## Task details
Exact copies of the lines from the line containing "Query: crowd of children" through the last line of the entries below are the whole answer.

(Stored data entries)
··········
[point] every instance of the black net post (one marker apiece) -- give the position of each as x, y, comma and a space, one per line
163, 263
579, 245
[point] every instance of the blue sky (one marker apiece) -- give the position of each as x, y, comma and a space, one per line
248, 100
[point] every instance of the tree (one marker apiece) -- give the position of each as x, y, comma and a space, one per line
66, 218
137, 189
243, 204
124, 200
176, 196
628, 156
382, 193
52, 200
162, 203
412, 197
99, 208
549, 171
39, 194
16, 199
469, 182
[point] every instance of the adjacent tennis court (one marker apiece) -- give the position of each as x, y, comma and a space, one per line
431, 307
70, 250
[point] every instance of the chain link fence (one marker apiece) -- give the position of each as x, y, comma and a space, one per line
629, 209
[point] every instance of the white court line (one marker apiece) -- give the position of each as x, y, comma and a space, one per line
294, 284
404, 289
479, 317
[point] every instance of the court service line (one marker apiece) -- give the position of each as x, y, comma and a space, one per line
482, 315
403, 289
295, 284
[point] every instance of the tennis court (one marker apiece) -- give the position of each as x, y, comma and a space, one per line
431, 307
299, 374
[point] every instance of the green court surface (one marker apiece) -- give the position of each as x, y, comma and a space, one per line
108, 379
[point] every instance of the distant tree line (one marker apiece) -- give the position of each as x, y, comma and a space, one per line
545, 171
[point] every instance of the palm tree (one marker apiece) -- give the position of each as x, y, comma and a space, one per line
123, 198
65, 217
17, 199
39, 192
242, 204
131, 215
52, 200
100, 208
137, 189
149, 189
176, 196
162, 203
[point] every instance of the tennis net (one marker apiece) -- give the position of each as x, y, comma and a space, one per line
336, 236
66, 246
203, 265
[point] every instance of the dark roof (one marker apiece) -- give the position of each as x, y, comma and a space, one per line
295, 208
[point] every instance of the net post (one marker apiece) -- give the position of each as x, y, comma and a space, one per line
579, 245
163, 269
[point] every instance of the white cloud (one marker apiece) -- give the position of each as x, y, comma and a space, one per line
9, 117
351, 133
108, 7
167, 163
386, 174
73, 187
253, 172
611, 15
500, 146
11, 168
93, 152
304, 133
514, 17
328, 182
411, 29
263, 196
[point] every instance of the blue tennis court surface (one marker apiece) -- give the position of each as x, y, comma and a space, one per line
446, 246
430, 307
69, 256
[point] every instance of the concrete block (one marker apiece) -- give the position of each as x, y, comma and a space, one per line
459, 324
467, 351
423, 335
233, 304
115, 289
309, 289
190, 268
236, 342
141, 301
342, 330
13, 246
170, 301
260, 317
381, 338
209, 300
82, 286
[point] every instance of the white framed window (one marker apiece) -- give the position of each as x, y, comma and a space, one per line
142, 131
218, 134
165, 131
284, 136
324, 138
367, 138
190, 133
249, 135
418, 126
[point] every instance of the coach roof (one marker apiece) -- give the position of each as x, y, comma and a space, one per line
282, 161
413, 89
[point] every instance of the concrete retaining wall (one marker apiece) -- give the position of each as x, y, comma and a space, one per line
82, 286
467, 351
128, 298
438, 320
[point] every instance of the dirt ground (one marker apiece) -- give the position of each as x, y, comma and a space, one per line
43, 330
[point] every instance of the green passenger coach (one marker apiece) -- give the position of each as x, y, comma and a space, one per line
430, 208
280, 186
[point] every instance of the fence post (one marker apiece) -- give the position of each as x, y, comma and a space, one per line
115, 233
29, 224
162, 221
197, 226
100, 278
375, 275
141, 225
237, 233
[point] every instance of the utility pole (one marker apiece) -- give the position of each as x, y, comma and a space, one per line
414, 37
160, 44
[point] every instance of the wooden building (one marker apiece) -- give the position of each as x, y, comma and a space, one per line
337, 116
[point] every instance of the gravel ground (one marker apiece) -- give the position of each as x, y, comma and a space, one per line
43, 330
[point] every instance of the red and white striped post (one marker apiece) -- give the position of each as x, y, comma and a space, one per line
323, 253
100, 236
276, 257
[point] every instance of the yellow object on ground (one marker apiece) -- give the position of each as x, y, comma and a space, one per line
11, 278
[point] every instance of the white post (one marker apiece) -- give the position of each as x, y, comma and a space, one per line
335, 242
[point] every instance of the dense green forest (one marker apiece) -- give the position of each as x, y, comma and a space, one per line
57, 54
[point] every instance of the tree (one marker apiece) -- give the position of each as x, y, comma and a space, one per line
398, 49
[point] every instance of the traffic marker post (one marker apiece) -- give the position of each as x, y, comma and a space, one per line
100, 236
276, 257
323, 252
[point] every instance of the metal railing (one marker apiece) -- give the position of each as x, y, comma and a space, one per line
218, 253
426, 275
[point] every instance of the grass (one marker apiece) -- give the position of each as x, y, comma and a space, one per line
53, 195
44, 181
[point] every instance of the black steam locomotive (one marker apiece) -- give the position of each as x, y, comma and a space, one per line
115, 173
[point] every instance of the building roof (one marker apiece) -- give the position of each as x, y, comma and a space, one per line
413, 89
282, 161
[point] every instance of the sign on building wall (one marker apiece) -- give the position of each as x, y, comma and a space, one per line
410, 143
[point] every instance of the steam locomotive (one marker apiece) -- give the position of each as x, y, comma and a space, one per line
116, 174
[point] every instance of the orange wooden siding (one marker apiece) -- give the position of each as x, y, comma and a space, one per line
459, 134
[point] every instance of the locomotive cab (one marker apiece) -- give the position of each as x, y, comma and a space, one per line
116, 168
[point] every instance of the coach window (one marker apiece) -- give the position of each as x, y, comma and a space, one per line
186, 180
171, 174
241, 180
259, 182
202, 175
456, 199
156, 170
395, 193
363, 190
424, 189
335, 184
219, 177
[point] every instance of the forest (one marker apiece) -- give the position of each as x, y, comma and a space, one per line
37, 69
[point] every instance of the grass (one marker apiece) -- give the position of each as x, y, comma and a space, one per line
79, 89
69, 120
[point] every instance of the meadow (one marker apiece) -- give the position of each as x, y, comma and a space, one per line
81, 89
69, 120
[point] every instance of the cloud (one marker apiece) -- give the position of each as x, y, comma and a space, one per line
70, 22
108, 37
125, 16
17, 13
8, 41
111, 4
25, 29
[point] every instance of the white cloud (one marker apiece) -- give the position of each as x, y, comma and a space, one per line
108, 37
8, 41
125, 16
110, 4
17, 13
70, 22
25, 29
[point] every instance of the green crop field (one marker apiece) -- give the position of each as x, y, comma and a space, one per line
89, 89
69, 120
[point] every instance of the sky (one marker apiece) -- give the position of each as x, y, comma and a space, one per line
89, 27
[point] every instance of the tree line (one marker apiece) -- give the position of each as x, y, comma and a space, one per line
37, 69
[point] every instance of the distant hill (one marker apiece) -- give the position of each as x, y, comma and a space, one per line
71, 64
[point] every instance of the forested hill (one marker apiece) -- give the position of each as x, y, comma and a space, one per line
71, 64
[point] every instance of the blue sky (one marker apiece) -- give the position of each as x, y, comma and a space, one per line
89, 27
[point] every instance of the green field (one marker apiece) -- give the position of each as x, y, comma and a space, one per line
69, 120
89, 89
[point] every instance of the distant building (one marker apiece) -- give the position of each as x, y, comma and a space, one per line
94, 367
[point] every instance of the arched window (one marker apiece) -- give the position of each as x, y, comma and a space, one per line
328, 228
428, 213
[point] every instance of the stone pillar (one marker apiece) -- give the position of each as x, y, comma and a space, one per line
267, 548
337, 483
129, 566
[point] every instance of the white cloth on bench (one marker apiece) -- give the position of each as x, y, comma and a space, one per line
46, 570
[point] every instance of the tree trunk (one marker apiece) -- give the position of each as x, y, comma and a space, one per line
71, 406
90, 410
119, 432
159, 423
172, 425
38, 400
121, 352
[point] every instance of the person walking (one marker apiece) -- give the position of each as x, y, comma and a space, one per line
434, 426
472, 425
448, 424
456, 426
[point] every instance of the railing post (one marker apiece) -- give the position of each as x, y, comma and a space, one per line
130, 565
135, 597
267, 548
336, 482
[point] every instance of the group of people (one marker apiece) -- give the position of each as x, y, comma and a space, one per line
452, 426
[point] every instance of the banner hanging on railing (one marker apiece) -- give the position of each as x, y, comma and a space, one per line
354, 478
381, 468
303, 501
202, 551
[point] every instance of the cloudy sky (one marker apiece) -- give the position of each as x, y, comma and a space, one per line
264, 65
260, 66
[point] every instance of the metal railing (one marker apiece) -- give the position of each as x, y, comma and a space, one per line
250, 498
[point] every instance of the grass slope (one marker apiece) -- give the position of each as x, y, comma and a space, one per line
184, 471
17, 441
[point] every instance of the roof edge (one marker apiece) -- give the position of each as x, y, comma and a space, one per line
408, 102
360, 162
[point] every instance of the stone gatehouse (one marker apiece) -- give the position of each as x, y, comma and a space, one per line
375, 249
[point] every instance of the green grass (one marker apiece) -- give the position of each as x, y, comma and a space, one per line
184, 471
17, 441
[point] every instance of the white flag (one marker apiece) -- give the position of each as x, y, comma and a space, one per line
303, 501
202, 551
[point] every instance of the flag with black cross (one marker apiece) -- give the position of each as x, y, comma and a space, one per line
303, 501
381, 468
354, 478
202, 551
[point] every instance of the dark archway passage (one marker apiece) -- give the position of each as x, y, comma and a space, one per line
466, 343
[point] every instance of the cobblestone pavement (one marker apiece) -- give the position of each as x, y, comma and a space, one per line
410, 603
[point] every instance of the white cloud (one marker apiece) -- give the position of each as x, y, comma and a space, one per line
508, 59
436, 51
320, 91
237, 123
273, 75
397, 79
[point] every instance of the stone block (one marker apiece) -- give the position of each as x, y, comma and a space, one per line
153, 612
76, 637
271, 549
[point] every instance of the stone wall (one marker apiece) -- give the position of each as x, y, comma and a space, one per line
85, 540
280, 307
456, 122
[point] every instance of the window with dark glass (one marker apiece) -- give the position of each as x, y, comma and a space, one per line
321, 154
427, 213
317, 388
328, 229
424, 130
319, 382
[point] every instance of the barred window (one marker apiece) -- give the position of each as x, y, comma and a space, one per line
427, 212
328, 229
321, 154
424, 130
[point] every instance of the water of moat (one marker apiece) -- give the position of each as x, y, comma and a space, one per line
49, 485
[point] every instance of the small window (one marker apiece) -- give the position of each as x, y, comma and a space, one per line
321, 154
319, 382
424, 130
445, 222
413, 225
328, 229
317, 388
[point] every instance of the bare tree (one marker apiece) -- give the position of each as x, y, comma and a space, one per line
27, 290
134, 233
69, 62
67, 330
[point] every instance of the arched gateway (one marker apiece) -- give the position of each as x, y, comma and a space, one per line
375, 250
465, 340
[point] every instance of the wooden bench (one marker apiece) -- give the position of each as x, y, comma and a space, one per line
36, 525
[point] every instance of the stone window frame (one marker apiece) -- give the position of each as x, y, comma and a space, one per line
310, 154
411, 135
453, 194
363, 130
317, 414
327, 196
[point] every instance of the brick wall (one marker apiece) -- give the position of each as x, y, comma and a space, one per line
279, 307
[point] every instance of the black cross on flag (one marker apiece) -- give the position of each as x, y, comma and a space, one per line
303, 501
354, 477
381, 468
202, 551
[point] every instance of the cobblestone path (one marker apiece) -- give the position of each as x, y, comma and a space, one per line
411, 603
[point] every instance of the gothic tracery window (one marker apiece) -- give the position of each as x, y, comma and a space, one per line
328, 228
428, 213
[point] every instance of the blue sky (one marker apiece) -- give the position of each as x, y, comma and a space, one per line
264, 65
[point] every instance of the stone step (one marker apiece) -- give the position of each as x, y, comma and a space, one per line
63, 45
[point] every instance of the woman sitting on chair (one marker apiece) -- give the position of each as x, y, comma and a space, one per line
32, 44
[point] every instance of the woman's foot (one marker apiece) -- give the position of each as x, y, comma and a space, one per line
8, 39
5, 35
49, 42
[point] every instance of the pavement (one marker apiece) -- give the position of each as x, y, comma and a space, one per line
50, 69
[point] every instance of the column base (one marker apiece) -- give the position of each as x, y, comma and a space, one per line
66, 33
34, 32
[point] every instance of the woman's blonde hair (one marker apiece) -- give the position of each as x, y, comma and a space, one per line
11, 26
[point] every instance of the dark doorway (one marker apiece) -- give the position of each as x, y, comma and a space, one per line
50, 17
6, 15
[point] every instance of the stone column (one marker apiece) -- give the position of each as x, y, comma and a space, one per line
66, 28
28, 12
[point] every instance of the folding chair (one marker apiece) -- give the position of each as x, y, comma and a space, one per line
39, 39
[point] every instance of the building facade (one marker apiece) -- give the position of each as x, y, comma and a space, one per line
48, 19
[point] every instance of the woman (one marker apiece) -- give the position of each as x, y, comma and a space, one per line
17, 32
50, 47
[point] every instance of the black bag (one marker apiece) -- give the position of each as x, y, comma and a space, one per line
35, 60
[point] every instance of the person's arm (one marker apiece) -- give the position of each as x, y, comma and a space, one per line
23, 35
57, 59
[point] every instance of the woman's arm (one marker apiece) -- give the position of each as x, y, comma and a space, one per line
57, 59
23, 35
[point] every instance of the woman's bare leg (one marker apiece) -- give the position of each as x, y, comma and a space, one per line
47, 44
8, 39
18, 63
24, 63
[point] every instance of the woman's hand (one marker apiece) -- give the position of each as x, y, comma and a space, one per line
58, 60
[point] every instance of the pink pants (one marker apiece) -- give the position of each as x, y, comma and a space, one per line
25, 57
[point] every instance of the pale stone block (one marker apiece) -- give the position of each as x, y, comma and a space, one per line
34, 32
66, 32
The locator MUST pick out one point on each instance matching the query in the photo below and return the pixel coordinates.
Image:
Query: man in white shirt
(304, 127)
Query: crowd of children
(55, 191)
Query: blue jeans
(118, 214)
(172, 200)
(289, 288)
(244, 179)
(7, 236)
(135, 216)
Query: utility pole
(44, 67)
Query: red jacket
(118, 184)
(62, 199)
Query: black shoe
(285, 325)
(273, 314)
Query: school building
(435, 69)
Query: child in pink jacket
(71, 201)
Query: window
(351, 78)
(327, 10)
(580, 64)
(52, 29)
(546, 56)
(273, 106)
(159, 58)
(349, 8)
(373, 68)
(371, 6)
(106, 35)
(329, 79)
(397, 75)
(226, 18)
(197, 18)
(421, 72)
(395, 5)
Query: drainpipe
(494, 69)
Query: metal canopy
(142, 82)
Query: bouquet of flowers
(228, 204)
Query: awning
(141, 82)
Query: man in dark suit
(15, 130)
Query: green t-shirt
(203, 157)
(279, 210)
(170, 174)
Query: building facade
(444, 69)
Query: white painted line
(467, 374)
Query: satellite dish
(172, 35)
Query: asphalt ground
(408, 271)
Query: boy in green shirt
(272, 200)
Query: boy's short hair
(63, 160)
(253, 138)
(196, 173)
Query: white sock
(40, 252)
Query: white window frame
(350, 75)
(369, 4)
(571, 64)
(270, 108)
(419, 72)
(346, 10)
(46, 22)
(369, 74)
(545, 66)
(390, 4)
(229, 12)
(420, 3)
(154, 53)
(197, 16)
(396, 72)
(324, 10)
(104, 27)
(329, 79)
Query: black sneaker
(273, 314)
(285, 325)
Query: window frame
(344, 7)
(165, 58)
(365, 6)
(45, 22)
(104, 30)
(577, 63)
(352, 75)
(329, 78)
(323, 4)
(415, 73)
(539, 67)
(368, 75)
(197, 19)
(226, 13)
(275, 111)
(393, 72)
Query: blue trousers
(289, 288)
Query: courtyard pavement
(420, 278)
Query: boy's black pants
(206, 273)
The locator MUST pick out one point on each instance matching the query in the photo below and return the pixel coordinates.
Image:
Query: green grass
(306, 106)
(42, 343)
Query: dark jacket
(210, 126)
··········
## Exercise solution
Query: crowd of children
(55, 191)
Query: blue jeans
(118, 214)
(172, 200)
(289, 288)
(244, 179)
(7, 236)
(135, 216)
Query: utility pole
(44, 67)
Query: red jacket
(118, 184)
(62, 199)
Query: black shoe
(285, 325)
(273, 314)
Query: school building
(435, 69)
Query: child in pink jacket
(71, 201)
Query: window
(351, 78)
(327, 10)
(580, 64)
(52, 29)
(546, 56)
(273, 106)
(159, 58)
(349, 8)
(373, 68)
(371, 6)
(106, 35)
(329, 79)
(397, 75)
(226, 18)
(197, 18)
(421, 72)
(395, 5)
Query: drainpipe
(494, 69)
Query: metal canopy
(142, 82)
Query: bouquet of flowers
(228, 204)
Query: awning
(141, 82)
Query: man in dark suit
(15, 130)
Query: green t-shirt
(203, 157)
(279, 210)
(170, 174)
Query: building facade
(444, 69)
Query: white painted line
(467, 374)
Query: satellite dish
(172, 35)
Query: asphalt ground
(408, 271)
Query: boy in green shirt
(272, 200)
Query: boy's short hair
(63, 160)
(253, 138)
(196, 173)
Query: white sock
(40, 252)
Query: white window frame
(350, 75)
(369, 4)
(571, 64)
(270, 108)
(419, 72)
(346, 10)
(46, 22)
(369, 74)
(545, 66)
(390, 4)
(229, 12)
(420, 3)
(154, 53)
(197, 16)
(396, 72)
(324, 10)
(104, 27)
(329, 79)
Query: black sneaker
(273, 314)
(285, 325)
Query: window frame
(344, 7)
(165, 58)
(365, 6)
(45, 22)
(104, 30)
(577, 63)
(352, 75)
(329, 78)
(323, 4)
(415, 73)
(539, 67)
(368, 75)
(197, 19)
(226, 13)
(275, 111)
(393, 72)
Query: blue trousers
(289, 288)
Query: courtyard pavement
(420, 278)
Query: boy's black pants
(206, 273)
The locator MUST pick out one point on each instance matching the query in the photo below and return the pixel coordinates.
Image:
Query: green grass
(306, 106)
(42, 343)
Query: dark jacket
(210, 126)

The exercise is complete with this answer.